(Stored data entries)
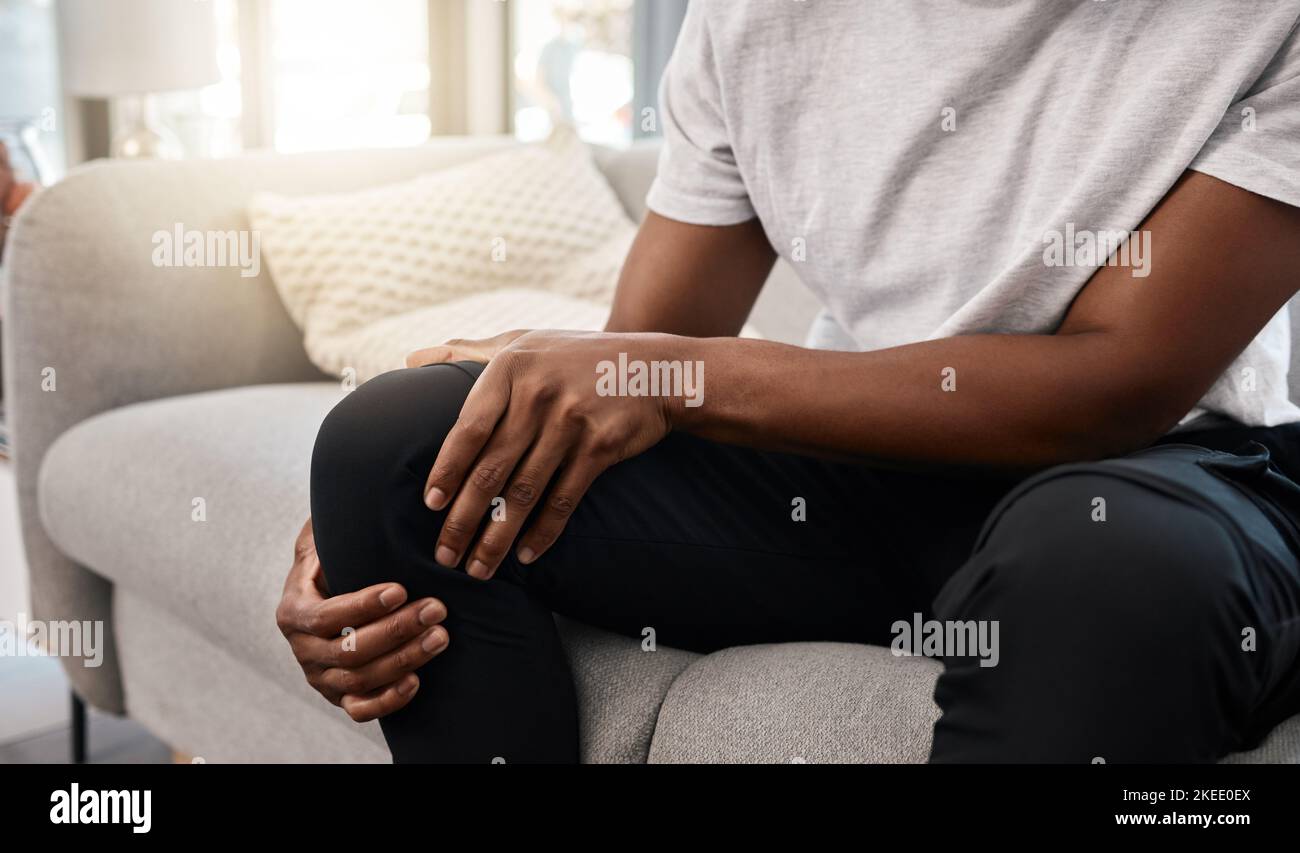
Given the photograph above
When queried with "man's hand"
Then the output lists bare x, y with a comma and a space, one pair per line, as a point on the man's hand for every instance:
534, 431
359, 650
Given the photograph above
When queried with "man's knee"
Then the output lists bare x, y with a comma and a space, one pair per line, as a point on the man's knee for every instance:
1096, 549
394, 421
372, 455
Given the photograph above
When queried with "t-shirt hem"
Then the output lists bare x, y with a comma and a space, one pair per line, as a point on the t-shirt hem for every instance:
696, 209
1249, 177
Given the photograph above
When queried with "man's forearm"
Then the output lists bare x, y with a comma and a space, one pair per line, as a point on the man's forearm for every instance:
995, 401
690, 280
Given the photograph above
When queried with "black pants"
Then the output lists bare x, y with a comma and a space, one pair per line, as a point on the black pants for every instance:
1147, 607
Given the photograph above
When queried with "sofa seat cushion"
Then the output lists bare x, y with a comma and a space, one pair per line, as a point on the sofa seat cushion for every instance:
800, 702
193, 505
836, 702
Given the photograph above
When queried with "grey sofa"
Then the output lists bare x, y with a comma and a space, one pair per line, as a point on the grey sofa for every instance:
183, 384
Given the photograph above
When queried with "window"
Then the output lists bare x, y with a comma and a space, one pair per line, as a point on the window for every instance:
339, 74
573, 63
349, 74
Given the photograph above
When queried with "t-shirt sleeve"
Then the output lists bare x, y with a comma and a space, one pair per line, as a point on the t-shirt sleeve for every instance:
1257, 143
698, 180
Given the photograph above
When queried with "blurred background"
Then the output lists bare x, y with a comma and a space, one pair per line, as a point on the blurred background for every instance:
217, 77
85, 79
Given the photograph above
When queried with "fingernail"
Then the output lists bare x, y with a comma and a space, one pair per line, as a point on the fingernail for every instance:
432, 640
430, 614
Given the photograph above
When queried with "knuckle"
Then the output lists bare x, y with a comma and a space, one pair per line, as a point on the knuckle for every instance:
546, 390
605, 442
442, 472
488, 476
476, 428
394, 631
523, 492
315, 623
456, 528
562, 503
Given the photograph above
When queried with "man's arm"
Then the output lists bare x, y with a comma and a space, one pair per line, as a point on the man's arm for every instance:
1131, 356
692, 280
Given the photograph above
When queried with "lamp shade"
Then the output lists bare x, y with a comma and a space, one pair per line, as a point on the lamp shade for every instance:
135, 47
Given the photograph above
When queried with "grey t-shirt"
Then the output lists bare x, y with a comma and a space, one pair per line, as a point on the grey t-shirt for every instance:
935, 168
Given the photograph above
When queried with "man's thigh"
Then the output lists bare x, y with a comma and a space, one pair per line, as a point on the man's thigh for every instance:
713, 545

EXERCISE DESCRIPTION = The reply must hold each line of the records verbatim and no pictures.

EXERCISE RESULT =
Given the photograph above
When queried with "man's hand"
Then the output lists bare x, y with a comma and a space, one pair per line, as a point on the man's hand for every instance:
534, 431
359, 650
Given the photograph above
When queried with "man's knee"
Then the output lists bare x, y with a comma and a space, one pair per line, as a point on the man's knee for every instance:
1096, 549
394, 421
372, 455
Given the photograph above
When queried with "t-shirt hem"
Then the output lists bare x, y with a comma and a space, one pair per line, as a point on the t-shirt hem for every instance:
696, 209
1249, 177
Given the photograph above
When queried with "man's forearm"
Then the output lists bare x, y with a comma and a space, one pair per line, as a point on the man's forearm for every instance:
995, 401
690, 280
Given the photograph above
When queried with "black pants"
Then the output lists bare x, y with a comma and a space, one pair per line, as a point on the black pants for every instance:
1147, 607
Given the photograph above
When queried with "sofa seat cushion"
Then the output lists bare x, y with a comma and a space, one pair per line, as a point on the sofa seat cushion for every instance:
800, 702
193, 505
836, 702
Given the photograph above
When queried with "grey sofa"
Then the output lists bare x, y with a comma and a space, one pair per line, as a point on the grey sofa for every instance:
183, 384
Given the photograph above
When queried with "window"
Then the output lists bare x, y with a comma and a space, one pair per line, as a point on the window for every instance:
339, 74
573, 63
349, 74
Given the photograph above
When queried with "t-shirt sleeve"
Then the output lists bare x, y with a comma and a space, one pair per line, as a point on the t-shirt sleeve for every instance:
1257, 143
698, 180
Given the photograph above
When queried with "blurred background"
Then the output lists bare x, y with a comma and a space, one pair per line, as a point on the blurred background for every instance:
217, 77
85, 79
Given the photograph above
When queried with "fingernail"
Then the output lists bare x, y with a comma and a space, one pair per line, as a point on the fingernail for every instance:
432, 640
430, 614
Given the photograph above
When queried with "knuckle"
Then the output lists bare x, y with a comma and a space, one pair per line, as a point on the knuckle for every instance:
546, 390
605, 442
442, 472
488, 476
476, 428
394, 631
523, 492
315, 623
456, 528
562, 503
Given the photograph above
When queried with "man's arm"
Then the output lists bare x, y with a comma and a space, one pair per line, as a point on the man's arm for every instance:
1131, 356
692, 280
Given the photograph above
When queried with "lamp shade"
Then the output lists bare x, y with a comma and a space, one pair per line, as a point on the lamp shade for every instance:
135, 47
Given the photograph above
When queried with "grey t-shirt"
Then the output lists bare x, y with a comma and a space, one pair per line, as a point on the grey t-shirt for every instance:
935, 168
Given the photograph above
When queried with "man's thigh"
Then the output lists bare x, y with a comma and a space, one pair per line, as a point on the man's thigh for every instance:
713, 545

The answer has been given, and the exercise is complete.